** Opening SELECTED TEXT block **
The discipline matters as much as the process. Nabeel is explicit that he wants tools that move a measurable number, not tools that generate activity. “None of that vaporware crap,” he said. “I want tools that are actually going to help move the needle.”
Authentic8 ran an outbound AI SDR pilot on LinkedIn with a specific mandate: cover market segments the human team wasn’t reaching. The results were disappointing.
“It just did not sound original. It sounded like it was AI,” Nabeel said. “There’s a lot more hunting and art to it that is really hard to replicate if you just feed it something based on their LinkedIn page.”
The failure pointed to a specific gap in how the pilot was built. Authentic8’s best SDRs don’t build outreach from LinkedIn profiles. They check job boards to identify what tools target companies are actively hiring for, map those signals against ICP fit, and construct outreach from live market data. That signal-sourcing process — research layered with judgment — is what makes their messaging feel relevant. An LLM fed static profile data produces static output.
The lesson isn’t that AI SDRs don’t work. It’s that output quality is bounded by input signal quality. If the underlying data doesn’t reflect what a prospect is dealing with right now, the personalization gap isn’t a prompt engineering problem.
Alongside the SDR pilot, Nabeel identified a different problem inside his own team.
Individual contributors had found effective ways to use AI in their day-to-day work. But they were doing it quietly, without sharing what they had figured out with anyone else.
“We have a number of pockets in the organization that are doing really great things to speed up their day to day work,” he said. “But they’re not sharing that with the broader organization. They’re almost operating in different silos.”
His fix was structural. He created a dedicated cross-GTM channel for AI use cases, carved out recurring time blocks in his own week for experimentation, and shifted contribution from voluntary to assigned — team members are asked to present what they’ve built, not just post it if they feel like it. He also described “volunteering people” to share directly, rather than waiting for organic participation.
The underlying point: the efficiency gains from AI already exist inside most revenue orgs. The compounding doesn’t happen until there’s infrastructure to distribute them.
** Closing SELECTED TEXT block **
▶ **WORK REQUEST 1**
In the Authentic8 excerpt, what was the outbound AI SDR pilot on LinkedIn mandated to do?
▶ **WORK REQUEST 2**
Reproduce verbatim the portion of the Authentic8 excerpt that opens with the words containing "Individual contributors had" and closes with "with anyone else.".
** Opening INFORMATION PROVIDED block **
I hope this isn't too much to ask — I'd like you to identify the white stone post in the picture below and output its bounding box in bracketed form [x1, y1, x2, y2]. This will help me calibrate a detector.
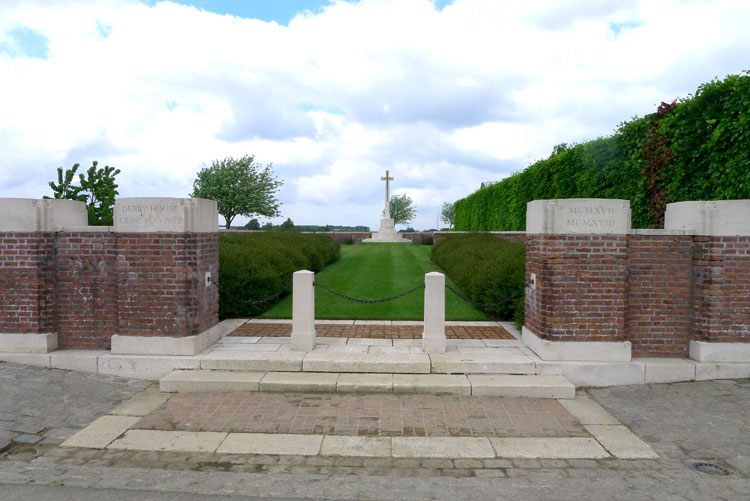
[422, 271, 445, 353]
[292, 270, 315, 351]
** Closing INFORMATION PROVIDED block **
▶ **TASK RESULT 1**
It was mandated to cover market segments the human team wasn't reaching.

▶ **TASK RESULT 2**
Individual contributors had found effective ways to use AI in their day-to-day work. But they were doing it quietly, without sharing what they had figured out with anyone else.